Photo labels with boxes
----
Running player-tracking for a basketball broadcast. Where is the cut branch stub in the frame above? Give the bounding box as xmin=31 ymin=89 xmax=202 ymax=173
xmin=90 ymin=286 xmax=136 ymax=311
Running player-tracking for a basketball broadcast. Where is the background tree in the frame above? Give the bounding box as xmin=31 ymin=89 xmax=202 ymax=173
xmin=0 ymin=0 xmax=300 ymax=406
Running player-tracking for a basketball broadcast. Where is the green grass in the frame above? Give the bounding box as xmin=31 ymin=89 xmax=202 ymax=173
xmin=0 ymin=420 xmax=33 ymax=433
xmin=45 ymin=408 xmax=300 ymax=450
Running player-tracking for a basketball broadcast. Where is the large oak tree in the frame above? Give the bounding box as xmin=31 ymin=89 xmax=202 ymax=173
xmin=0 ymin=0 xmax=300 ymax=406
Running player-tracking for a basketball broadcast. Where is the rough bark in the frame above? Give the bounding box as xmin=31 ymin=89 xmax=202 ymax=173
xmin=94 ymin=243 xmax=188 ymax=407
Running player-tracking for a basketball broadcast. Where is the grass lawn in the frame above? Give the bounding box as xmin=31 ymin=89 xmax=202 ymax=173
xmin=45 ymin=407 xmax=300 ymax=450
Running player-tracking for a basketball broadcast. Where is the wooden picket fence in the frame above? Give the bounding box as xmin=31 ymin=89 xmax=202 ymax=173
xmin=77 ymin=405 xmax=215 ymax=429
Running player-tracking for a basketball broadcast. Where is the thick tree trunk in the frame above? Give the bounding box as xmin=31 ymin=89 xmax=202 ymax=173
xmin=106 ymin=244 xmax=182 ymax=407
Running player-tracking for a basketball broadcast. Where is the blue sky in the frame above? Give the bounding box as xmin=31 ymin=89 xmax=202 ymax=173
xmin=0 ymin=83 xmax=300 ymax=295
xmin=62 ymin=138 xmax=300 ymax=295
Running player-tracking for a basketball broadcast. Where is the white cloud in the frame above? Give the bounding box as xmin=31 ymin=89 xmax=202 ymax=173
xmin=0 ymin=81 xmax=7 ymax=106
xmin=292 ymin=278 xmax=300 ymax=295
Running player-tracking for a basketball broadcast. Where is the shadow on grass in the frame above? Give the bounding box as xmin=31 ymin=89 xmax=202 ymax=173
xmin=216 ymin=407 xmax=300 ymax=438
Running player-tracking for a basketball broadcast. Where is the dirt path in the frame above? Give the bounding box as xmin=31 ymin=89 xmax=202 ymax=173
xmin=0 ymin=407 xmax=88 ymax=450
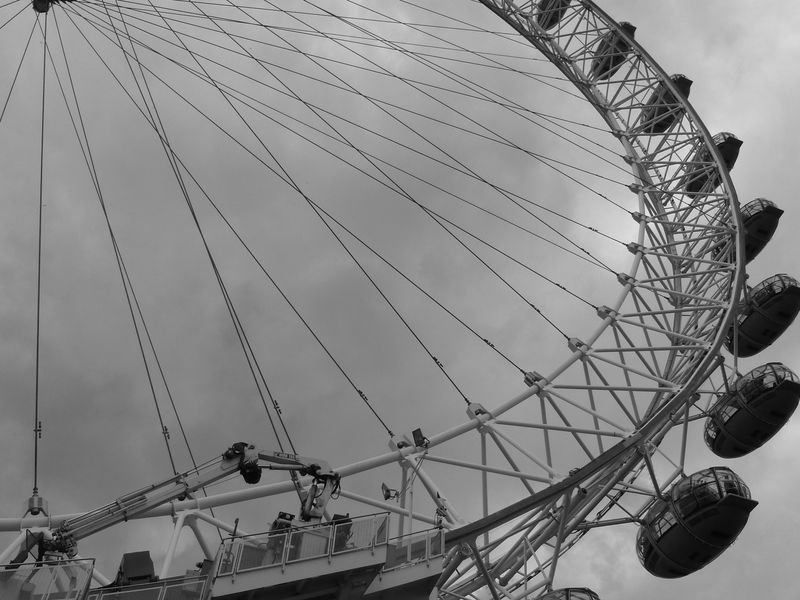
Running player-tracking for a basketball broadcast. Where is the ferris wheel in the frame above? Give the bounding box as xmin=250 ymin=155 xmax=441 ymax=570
xmin=0 ymin=0 xmax=800 ymax=600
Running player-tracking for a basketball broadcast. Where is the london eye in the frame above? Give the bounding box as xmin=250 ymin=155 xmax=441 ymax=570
xmin=0 ymin=0 xmax=800 ymax=600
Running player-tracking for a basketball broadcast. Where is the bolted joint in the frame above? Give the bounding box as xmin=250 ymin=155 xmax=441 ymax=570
xmin=524 ymin=371 xmax=544 ymax=387
xmin=625 ymin=242 xmax=644 ymax=254
xmin=617 ymin=273 xmax=636 ymax=285
xmin=597 ymin=305 xmax=619 ymax=319
xmin=567 ymin=338 xmax=589 ymax=355
xmin=467 ymin=402 xmax=492 ymax=419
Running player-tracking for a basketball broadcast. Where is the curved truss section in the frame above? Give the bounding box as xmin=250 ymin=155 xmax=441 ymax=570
xmin=3 ymin=0 xmax=744 ymax=599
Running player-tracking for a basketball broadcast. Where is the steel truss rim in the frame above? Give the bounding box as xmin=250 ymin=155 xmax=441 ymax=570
xmin=0 ymin=0 xmax=744 ymax=596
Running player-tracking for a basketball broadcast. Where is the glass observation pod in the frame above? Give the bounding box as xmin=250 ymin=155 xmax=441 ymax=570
xmin=590 ymin=21 xmax=636 ymax=81
xmin=683 ymin=131 xmax=742 ymax=195
xmin=539 ymin=588 xmax=600 ymax=600
xmin=725 ymin=274 xmax=800 ymax=357
xmin=636 ymin=467 xmax=758 ymax=578
xmin=742 ymin=198 xmax=783 ymax=262
xmin=640 ymin=74 xmax=692 ymax=134
xmin=536 ymin=0 xmax=572 ymax=30
xmin=704 ymin=363 xmax=800 ymax=458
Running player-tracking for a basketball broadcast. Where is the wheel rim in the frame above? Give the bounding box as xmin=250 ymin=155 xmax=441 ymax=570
xmin=0 ymin=3 xmax=743 ymax=593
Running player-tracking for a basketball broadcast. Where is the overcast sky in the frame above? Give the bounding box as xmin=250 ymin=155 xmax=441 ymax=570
xmin=0 ymin=0 xmax=800 ymax=600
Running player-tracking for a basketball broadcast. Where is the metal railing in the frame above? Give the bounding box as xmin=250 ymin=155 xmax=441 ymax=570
xmin=212 ymin=513 xmax=389 ymax=576
xmin=0 ymin=559 xmax=94 ymax=600
xmin=382 ymin=528 xmax=444 ymax=572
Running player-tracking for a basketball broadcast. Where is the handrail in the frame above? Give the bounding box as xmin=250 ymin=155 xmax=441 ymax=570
xmin=216 ymin=513 xmax=389 ymax=578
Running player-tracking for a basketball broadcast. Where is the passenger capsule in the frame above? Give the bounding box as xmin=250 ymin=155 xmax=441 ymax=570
xmin=636 ymin=467 xmax=758 ymax=578
xmin=704 ymin=363 xmax=800 ymax=458
xmin=536 ymin=0 xmax=572 ymax=31
xmin=590 ymin=21 xmax=636 ymax=80
xmin=641 ymin=74 xmax=692 ymax=133
xmin=725 ymin=275 xmax=800 ymax=357
xmin=539 ymin=588 xmax=600 ymax=600
xmin=742 ymin=198 xmax=783 ymax=262
xmin=683 ymin=132 xmax=742 ymax=194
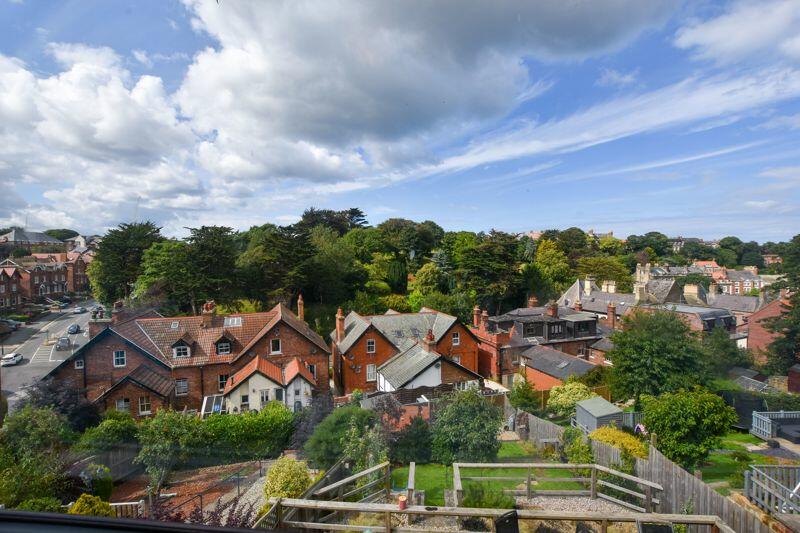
----
Short exercise →
Give every line of the records above as a JSON list of strings, with one string per line and blank lines left out. Leave the pictures out of the answer.

Answer for the task →
[
  "Running player-tracking for a basketball broadcast. Where is the cut branch stub in the frame above? Give the bounding box as xmin=31 ymin=89 xmax=202 ymax=173",
  "xmin=90 ymin=286 xmax=136 ymax=311",
  "Running player-tracking for a basketball broadcast. Where is the background tree in the frame above? Give the bounding box as xmin=31 ymin=89 xmax=202 ymax=173",
  "xmin=0 ymin=0 xmax=300 ymax=406",
  "Running player-tracking for a basketball broadcast. Where is the green grass in the frame above? Give the bounding box as xmin=31 ymin=89 xmax=202 ymax=173",
  "xmin=0 ymin=420 xmax=33 ymax=433",
  "xmin=45 ymin=408 xmax=300 ymax=450",
  "Running player-tracking for a basketball broadcast. Where is the large oak tree in the frame above? Give the bounding box as xmin=31 ymin=89 xmax=202 ymax=173",
  "xmin=0 ymin=0 xmax=300 ymax=406",
  "Running player-tracking for a basketball broadcast. Where is the rough bark in the frame above? Give the bounding box as xmin=31 ymin=89 xmax=202 ymax=173",
  "xmin=94 ymin=243 xmax=188 ymax=407",
  "Running player-tracking for a basketball broadcast. Where is the grass lawn in the frame above? Give the bounding box as xmin=31 ymin=89 xmax=202 ymax=173",
  "xmin=45 ymin=407 xmax=300 ymax=450",
  "Running player-tracking for a basketball broadcast. Where is the wooden picket fence in the frame above? Give the bounding box as xmin=31 ymin=89 xmax=202 ymax=173",
  "xmin=77 ymin=405 xmax=215 ymax=429",
  "Running player-tracking for a basketball broadcast. Where is the thick tree trunk in the frame above? Give the bounding box as xmin=31 ymin=89 xmax=202 ymax=173",
  "xmin=106 ymin=244 xmax=182 ymax=407",
  "Running player-tracking for a basketball broadcast. Where is the blue sky in the frame above? Give the bounding box as xmin=31 ymin=89 xmax=202 ymax=173",
  "xmin=0 ymin=83 xmax=300 ymax=295",
  "xmin=62 ymin=138 xmax=300 ymax=295",
  "Running player-tracking for a basketball broadcast. Where is the white cloud in the frame above? Give the bounding box as xmin=31 ymin=89 xmax=202 ymax=173",
  "xmin=0 ymin=81 xmax=7 ymax=106",
  "xmin=292 ymin=278 xmax=300 ymax=295",
  "Running player-tracking for a basketball broadcast. Where is the shadow on grass in the frame above? Give the bounding box as xmin=31 ymin=89 xmax=202 ymax=173",
  "xmin=216 ymin=407 xmax=300 ymax=438",
  "Running player-tracking for a basketball broadcast. Where is the dirt path in the frame above? Give the bounding box as xmin=31 ymin=89 xmax=202 ymax=173",
  "xmin=0 ymin=407 xmax=88 ymax=450",
  "Running player-tracking for a basketball broadcast. Where is the ferris wheel in the frame above? Give the bounding box as xmin=250 ymin=155 xmax=441 ymax=570",
  "xmin=0 ymin=0 xmax=800 ymax=600",
  "Running player-tracking for a basketball broadcast. Where is the london eye in the frame above? Give the bounding box as xmin=250 ymin=155 xmax=441 ymax=570",
  "xmin=0 ymin=0 xmax=800 ymax=600",
  "Running player-tracking for a basketball broadcast. Where is the bolted joint in the frame above? Give the bounding box as xmin=250 ymin=155 xmax=441 ymax=570",
  "xmin=524 ymin=371 xmax=544 ymax=387",
  "xmin=625 ymin=242 xmax=644 ymax=254",
  "xmin=617 ymin=273 xmax=636 ymax=285",
  "xmin=597 ymin=305 xmax=619 ymax=319",
  "xmin=567 ymin=338 xmax=589 ymax=355",
  "xmin=467 ymin=402 xmax=492 ymax=419",
  "Running player-tracking for a basketball broadcast. Where is the curved truss section in the frame above? Give the bounding box as xmin=250 ymin=155 xmax=441 ymax=570",
  "xmin=3 ymin=0 xmax=744 ymax=599",
  "Running player-tracking for a basketball broadcast. Where is the steel truss rim in the frame above? Give the bounding box as xmin=250 ymin=155 xmax=441 ymax=570",
  "xmin=0 ymin=0 xmax=744 ymax=596",
  "Running player-tracking for a basketball broadcast. Where is the glass observation pod in the frame above? Give the bounding box as xmin=250 ymin=155 xmax=441 ymax=570",
  "xmin=590 ymin=21 xmax=636 ymax=81",
  "xmin=683 ymin=131 xmax=742 ymax=195",
  "xmin=539 ymin=588 xmax=600 ymax=600",
  "xmin=725 ymin=274 xmax=800 ymax=357",
  "xmin=636 ymin=467 xmax=758 ymax=578",
  "xmin=742 ymin=198 xmax=783 ymax=262",
  "xmin=640 ymin=74 xmax=692 ymax=134",
  "xmin=536 ymin=0 xmax=572 ymax=30",
  "xmin=704 ymin=363 xmax=800 ymax=458",
  "Running player-tracking for a basketball broadcast. Where is the wheel rim in the frame above? Give the bounding box as xmin=250 ymin=155 xmax=441 ymax=570",
  "xmin=0 ymin=3 xmax=743 ymax=593",
  "Running player-tracking for a basketball broadcast. Where is the overcast sky in the frame above? Give the bounding box as xmin=250 ymin=155 xmax=441 ymax=570",
  "xmin=0 ymin=0 xmax=800 ymax=600",
  "Running player-tracking for a basketball broadcast. Where is the metal railing in the frame above? Give the bounding box as xmin=250 ymin=155 xmax=441 ymax=570",
  "xmin=212 ymin=513 xmax=389 ymax=576",
  "xmin=0 ymin=559 xmax=94 ymax=600",
  "xmin=382 ymin=528 xmax=444 ymax=572",
  "Running player-tracking for a basketball broadcast. Where is the handrail in the frame above? Give the bounding box as xmin=250 ymin=155 xmax=441 ymax=570",
  "xmin=216 ymin=513 xmax=389 ymax=578",
  "Running player-tracking for a basketball broadcast. Where is the passenger capsule in the frame above? Give the bounding box as xmin=250 ymin=155 xmax=441 ymax=570",
  "xmin=636 ymin=467 xmax=758 ymax=578",
  "xmin=704 ymin=363 xmax=800 ymax=458",
  "xmin=536 ymin=0 xmax=572 ymax=31",
  "xmin=590 ymin=21 xmax=636 ymax=80",
  "xmin=641 ymin=74 xmax=692 ymax=133",
  "xmin=725 ymin=275 xmax=800 ymax=357",
  "xmin=539 ymin=588 xmax=600 ymax=600",
  "xmin=742 ymin=198 xmax=783 ymax=262",
  "xmin=683 ymin=132 xmax=742 ymax=194"
]